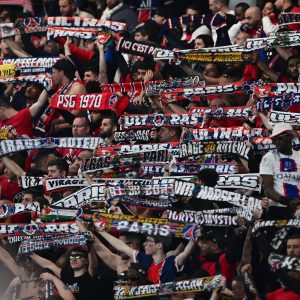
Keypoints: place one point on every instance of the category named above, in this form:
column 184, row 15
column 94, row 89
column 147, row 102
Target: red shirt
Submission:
column 282, row 294
column 8, row 189
column 22, row 121
column 227, row 270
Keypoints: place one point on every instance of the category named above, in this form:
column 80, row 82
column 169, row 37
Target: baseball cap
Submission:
column 280, row 128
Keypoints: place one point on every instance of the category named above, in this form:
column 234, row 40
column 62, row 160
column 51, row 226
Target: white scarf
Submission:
column 109, row 12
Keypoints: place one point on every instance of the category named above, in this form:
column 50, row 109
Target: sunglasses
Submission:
column 76, row 256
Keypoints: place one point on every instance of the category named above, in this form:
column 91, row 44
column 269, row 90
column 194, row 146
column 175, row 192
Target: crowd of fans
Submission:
column 237, row 253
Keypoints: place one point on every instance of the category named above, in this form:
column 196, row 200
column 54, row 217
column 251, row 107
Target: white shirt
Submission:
column 285, row 170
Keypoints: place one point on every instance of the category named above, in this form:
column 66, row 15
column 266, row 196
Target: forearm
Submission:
column 62, row 289
column 269, row 72
column 102, row 66
column 117, row 244
column 13, row 166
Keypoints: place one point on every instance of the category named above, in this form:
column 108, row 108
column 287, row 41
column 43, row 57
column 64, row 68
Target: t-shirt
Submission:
column 22, row 121
column 282, row 294
column 83, row 287
column 162, row 271
column 8, row 190
column 221, row 265
column 285, row 170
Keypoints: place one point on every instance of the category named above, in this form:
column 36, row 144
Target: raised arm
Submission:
column 10, row 263
column 63, row 291
column 37, row 106
column 13, row 166
column 45, row 263
column 182, row 257
column 118, row 244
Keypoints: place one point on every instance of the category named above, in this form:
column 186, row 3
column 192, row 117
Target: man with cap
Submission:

● ● ● ●

— Written task —
Can you copy out all of the records above word for word, leaving out the picture?

— Final result —
Keypoints: place one point on every instance of the category named above, in this form:
column 184, row 15
column 94, row 89
column 147, row 102
Target: red shirt
Submission:
column 282, row 294
column 8, row 189
column 22, row 121
column 227, row 270
Keypoints: place one point on every instance of the category named above, in this form:
column 80, row 82
column 169, row 37
Target: baseball cap
Submission:
column 280, row 128
Keypoints: place one point on every instance of the category named above, in this form:
column 234, row 40
column 62, row 160
column 51, row 226
Target: white scarf
Submission:
column 109, row 12
Keypoints: place one point on every instance of the category named above, in this form:
column 50, row 109
Target: sunglasses
Submission:
column 76, row 256
Keypoints: place one point on every instance of the category named above, in this form:
column 91, row 44
column 269, row 90
column 194, row 146
column 175, row 192
Target: crowd of fans
Submission:
column 237, row 253
Keypoints: place one point on every instance of the category named above, in this form:
column 196, row 200
column 54, row 217
column 251, row 107
Target: white shirt
Submission:
column 285, row 170
Keypoints: place one point on every instance of the category named above, in this form:
column 66, row 15
column 266, row 196
Target: forearm
Submission:
column 62, row 289
column 269, row 72
column 102, row 66
column 117, row 244
column 13, row 166
Keypoints: place one point on every instance of the category named above, in this form:
column 108, row 108
column 287, row 41
column 43, row 57
column 64, row 68
Target: t-shirt
Submission:
column 22, row 121
column 282, row 294
column 83, row 287
column 162, row 271
column 8, row 190
column 221, row 265
column 285, row 170
Keypoints: place one point on every instance of the category named above, in this form:
column 36, row 144
Target: raised arm
Submission:
column 10, row 263
column 63, row 291
column 37, row 106
column 13, row 166
column 45, row 263
column 182, row 257
column 118, row 244
Keypoints: place one point on every instance of the category named above, in this form:
column 186, row 3
column 192, row 117
Target: man with cap
Submission:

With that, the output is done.